## TEXT EXCERPT:

>> Begin

How to best preserve the computing environment (e.g., software versions and dependencies)? #12

ahcvankampen · 2024-05-23T08:14:11Z

ahcvankampen
May 23, 2024
Maintainer

Computing environment

One challenge that is only partially addressed by ENCORE concerns the preservation of the full computing environment. This environment is defined by (interdependencies of) the operating system, software tools, versions and dependencies, programming language libraries, etc. It is very important that the computing environment is preserved as much as possible.

One approach is proposed by Gruning and co-workers (Gruning, 2018). The proposed a software stack of interconnected technologies to preserve the computing environment (Figure 1). This stack comprises

Conda to manage software packages and dependencies (https://docs.conda.io/en/latest/). Conda provides a virtual execution environment. With conda you can manage R packages but renv is good alternative (https://rstudio.github.io/renv/index.html).
Containers such as Docker (https://www.docker.com/) or Singularity (https://docs.sylabs.io/guides/3.5/user-guide/introduction.html) to provide an isolated environment for the software. That is, a container has no knowledge of the operating system and contains everything required to run the software.
Virtual Machines (VM) for hardware virtualization to achieve complete isolation and reproducibility. Virtualization can be achieved via (commercial) clouds or, on a local computer, using for example Workstation Player from VMware (https://www.vmware.com/) or VirtualBox from Oracle (https://www.virtualbox.org/)

Gruning, B., Chilton, J., Koster, J., Dale, R., Soranzo, N., van den Beek, M., Goecks, J., Backofen, R., Nekrutenko, A., & Taylor, J. (2018). Practical Computational Reproducibility in the Life Sciences. Cell Syst, 6(6), 631-635. https://doi.org/10.1016/j.cels.2018.03.014

Figure 1. Software stack of interconnected technologies that Enables Computational Reproducibility. For R projects, renv might be used as an alternative for conda. Docker or Singularity may be used for the containerization. Copied and modified from Gruning (2018).

Brief explanation of the stack

Since Conda packages are frequently updated, if a Conda virtual environment is created by specifying only the top-level tools and versions, recreating it at a later point in time using the same specifications may easily result in slightly different dependencies being installed. Therefore, containerization is need to provide a next level of isolation. Containers (e.g., Docker, Singularity) are run directly on the host operating system’s kernel but encapsulate every other aspect of the runtime environment. Note, that Docker still has security concerns while Singularity provides better security for multi-user systems and can run Docker images. Containers provide isolated and reproducible compute environments, but still depend on the operating system kernel version and underlying hardware. An even greater isolation can be achieved through virtualization, which runs analysis within an emulated virtual machine (VM) with precisely defined hardware specifications. Virtualization, which provides the third layer of our reproducibility stack

Conda vs pip

Conda and pip are serving completely different use cases despite having similar features. Conda is a system package manager while pip (https://pypi.org/project/pip/) is a Python package manager.

Conda is a packaging tool and installer that aims to do more than what pip does; handle library dependencies outside of the Python packages as well as the Python packages themselves. Conda also creates a virtual environment, like virtualenv does.

>> End

## GIVEN PROBLEM A:
Output the passage of the thread on preserving the computing environment, starting at "One approach is" and ending at "good alternative (https://rstudio.github.io/renv/index.html).".
## GIVEN PROBLEM B:
Answer these questions on the thread on preserving the computing environment:
(i) Which container technology is said to provide better security for multi-user systems?
(ii) For R projects, what might be used as an alternative to conda?
(iii) What kind of package manager is pip described as?
The listing that follows bears no relation to the thread on preserving the computing environment.

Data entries
>> Begin

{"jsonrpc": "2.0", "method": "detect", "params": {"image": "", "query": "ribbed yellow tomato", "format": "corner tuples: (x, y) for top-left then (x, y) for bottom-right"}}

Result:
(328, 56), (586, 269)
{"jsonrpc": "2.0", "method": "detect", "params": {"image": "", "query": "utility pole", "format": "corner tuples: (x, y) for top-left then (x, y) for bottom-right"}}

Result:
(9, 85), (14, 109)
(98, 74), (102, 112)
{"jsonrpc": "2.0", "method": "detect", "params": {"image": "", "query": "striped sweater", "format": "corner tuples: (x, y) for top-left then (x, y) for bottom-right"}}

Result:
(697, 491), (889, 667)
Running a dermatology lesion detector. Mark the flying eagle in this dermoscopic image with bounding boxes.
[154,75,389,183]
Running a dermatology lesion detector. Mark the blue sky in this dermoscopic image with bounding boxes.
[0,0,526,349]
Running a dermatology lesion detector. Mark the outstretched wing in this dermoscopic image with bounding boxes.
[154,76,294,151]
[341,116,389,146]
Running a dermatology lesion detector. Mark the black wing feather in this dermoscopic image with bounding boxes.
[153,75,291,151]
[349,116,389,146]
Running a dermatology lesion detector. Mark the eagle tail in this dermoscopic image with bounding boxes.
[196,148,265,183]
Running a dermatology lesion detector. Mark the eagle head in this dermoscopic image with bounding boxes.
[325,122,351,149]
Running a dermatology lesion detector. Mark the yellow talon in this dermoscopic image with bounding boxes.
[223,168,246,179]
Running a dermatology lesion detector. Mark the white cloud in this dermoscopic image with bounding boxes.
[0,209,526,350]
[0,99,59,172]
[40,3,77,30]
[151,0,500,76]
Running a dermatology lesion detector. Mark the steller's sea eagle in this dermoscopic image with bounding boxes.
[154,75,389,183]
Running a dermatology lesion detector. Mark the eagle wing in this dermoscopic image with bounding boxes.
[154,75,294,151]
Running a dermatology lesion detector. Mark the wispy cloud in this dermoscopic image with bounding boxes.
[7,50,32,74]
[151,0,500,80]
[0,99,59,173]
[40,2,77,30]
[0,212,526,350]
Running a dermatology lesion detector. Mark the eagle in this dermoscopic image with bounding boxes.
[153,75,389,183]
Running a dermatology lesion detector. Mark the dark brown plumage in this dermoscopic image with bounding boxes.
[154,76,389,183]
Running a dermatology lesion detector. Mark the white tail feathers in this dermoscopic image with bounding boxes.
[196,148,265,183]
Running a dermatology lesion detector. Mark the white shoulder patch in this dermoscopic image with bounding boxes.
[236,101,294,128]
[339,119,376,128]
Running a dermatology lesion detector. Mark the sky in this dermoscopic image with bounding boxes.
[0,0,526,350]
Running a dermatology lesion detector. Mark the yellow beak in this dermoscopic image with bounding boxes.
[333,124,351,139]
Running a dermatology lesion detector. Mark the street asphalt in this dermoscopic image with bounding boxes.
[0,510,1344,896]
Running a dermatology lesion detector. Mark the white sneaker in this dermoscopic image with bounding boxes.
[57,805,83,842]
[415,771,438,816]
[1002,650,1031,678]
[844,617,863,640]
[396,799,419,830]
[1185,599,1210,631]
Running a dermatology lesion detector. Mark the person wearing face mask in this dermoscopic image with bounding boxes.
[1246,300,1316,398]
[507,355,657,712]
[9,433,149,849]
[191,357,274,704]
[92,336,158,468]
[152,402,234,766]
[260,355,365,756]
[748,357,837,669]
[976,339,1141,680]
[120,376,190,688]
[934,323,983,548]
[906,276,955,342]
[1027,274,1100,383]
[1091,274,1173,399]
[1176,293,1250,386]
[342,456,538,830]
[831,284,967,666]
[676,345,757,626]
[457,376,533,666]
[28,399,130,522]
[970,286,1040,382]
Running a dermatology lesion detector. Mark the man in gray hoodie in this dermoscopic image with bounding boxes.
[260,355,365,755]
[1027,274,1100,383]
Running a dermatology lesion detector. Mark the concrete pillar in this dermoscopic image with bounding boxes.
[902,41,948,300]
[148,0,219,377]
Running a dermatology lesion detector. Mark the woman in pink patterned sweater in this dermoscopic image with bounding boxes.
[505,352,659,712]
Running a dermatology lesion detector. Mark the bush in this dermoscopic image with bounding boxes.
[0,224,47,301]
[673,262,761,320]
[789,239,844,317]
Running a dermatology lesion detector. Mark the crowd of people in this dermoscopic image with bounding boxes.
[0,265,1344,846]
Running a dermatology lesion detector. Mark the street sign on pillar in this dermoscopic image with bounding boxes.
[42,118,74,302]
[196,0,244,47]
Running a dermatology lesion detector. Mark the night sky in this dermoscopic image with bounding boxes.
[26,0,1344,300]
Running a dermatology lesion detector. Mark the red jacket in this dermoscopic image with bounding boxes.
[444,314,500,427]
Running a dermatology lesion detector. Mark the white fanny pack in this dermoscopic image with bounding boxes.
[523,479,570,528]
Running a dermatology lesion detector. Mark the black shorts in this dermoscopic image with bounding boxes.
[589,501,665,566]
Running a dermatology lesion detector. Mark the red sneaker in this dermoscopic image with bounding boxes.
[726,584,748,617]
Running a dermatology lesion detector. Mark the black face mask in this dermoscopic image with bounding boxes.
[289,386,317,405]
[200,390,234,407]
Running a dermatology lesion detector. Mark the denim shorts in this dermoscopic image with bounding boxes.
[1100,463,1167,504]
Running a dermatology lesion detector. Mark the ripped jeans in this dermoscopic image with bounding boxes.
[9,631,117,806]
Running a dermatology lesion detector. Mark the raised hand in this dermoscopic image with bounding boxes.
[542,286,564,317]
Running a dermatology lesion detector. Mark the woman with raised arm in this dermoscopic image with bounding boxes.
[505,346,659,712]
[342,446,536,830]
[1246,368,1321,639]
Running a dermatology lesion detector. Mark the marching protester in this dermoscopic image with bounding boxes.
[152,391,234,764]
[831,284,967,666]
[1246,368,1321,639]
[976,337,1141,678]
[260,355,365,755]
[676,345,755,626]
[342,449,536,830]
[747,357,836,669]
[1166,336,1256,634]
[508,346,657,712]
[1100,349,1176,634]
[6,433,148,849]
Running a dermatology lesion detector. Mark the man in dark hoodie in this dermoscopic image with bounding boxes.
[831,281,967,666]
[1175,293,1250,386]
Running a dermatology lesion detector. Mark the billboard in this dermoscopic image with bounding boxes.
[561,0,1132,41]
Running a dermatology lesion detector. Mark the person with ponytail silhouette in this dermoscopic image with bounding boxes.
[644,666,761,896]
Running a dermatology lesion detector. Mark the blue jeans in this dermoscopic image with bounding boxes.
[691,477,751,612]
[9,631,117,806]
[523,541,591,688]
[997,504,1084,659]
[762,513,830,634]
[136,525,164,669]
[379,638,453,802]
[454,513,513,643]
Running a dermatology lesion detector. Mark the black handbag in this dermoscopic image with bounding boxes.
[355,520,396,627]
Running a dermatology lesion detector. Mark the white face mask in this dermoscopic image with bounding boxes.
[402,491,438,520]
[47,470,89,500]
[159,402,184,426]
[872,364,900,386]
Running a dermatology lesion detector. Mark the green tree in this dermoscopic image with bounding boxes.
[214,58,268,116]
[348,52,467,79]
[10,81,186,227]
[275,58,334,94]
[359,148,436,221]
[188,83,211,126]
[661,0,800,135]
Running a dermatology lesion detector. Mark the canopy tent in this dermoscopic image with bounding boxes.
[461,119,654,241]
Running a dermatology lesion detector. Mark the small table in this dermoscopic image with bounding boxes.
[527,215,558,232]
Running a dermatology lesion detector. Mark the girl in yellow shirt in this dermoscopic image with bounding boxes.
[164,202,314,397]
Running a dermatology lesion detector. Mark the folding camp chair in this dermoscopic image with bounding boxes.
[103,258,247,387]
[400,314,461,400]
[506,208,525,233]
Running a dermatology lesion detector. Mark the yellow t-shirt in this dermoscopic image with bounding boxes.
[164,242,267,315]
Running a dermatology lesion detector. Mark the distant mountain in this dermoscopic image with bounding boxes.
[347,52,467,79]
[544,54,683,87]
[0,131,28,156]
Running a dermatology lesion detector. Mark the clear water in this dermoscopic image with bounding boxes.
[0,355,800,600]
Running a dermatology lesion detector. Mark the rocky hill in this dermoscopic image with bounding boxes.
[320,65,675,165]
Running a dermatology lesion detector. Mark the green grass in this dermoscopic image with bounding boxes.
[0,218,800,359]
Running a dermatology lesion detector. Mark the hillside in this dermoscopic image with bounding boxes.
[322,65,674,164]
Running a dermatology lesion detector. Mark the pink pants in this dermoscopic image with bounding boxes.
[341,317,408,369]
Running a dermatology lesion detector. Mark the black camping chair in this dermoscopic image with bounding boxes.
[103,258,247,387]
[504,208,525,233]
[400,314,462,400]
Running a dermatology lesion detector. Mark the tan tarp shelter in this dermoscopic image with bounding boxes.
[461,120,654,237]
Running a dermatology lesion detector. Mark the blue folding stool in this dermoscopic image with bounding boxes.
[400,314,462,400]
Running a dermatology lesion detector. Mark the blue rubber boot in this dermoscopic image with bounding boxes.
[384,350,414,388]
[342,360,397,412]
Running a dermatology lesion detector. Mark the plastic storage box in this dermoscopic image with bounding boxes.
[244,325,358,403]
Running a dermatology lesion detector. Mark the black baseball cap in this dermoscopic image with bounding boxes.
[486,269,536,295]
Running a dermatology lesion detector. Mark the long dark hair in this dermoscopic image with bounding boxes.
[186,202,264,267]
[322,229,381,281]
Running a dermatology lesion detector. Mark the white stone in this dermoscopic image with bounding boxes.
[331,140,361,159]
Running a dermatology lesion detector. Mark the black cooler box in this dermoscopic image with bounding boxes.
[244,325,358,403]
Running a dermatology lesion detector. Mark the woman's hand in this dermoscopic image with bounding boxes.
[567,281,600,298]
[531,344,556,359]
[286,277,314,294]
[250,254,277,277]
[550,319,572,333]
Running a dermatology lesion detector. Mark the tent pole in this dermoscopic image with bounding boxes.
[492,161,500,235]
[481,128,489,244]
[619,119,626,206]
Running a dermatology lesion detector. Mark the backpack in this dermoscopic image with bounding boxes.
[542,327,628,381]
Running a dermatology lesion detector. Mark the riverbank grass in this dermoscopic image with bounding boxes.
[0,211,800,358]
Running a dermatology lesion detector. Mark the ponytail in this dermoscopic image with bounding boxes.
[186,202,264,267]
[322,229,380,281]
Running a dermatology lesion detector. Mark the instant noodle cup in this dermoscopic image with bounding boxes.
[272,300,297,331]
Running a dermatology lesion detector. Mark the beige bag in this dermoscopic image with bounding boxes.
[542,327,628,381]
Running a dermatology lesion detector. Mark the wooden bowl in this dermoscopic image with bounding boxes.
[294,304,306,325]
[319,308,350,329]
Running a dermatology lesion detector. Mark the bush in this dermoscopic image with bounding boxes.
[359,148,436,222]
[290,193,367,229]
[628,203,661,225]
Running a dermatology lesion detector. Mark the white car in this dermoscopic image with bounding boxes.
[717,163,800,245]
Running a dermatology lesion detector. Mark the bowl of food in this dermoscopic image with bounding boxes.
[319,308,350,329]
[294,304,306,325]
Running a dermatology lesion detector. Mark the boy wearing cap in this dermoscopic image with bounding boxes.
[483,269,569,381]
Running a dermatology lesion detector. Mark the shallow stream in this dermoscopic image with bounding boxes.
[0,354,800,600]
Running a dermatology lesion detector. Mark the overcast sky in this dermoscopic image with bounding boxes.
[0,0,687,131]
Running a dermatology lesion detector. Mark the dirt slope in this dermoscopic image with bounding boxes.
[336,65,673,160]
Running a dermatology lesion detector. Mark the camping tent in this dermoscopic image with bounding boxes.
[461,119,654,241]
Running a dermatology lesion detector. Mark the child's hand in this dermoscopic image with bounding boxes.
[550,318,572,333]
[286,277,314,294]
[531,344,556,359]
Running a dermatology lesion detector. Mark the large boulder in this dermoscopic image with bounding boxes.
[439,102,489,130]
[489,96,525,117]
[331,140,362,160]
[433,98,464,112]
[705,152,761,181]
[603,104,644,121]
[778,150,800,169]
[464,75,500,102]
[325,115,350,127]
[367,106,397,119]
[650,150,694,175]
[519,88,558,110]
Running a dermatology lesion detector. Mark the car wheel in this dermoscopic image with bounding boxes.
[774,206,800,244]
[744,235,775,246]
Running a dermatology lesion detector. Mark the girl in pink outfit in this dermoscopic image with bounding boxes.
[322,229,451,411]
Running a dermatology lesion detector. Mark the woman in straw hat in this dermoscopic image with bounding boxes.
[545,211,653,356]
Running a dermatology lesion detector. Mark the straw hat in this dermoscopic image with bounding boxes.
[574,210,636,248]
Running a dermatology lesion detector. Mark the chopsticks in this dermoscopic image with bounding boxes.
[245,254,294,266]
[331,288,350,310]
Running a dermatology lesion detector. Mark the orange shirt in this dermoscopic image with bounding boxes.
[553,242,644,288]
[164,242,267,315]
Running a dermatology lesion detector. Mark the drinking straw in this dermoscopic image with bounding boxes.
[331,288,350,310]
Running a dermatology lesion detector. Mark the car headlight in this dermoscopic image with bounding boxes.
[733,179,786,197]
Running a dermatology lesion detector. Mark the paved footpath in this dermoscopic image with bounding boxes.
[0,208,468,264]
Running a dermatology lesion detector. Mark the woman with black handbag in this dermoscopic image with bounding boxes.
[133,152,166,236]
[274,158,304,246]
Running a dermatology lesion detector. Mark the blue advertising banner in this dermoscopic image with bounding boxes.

>> End

## EXERCISE RESPONSE A:
One approach is proposed by Gruning and co-workers (Gruning, 2018). The proposed a software stack of interconnected technologies to preserve the computing environment (Figure 1). This stack comprises

Conda to manage software packages and dependencies (https://docs.conda.io/en/latest/). Conda provides a virtual execution environment. With conda you can manage R packages but renv is good alternative (https://rstudio.github.io/renv/index.html).

## EXERCISE RESPONSE B:
(i) Singularity
(ii) renv
(iii) A Python package manager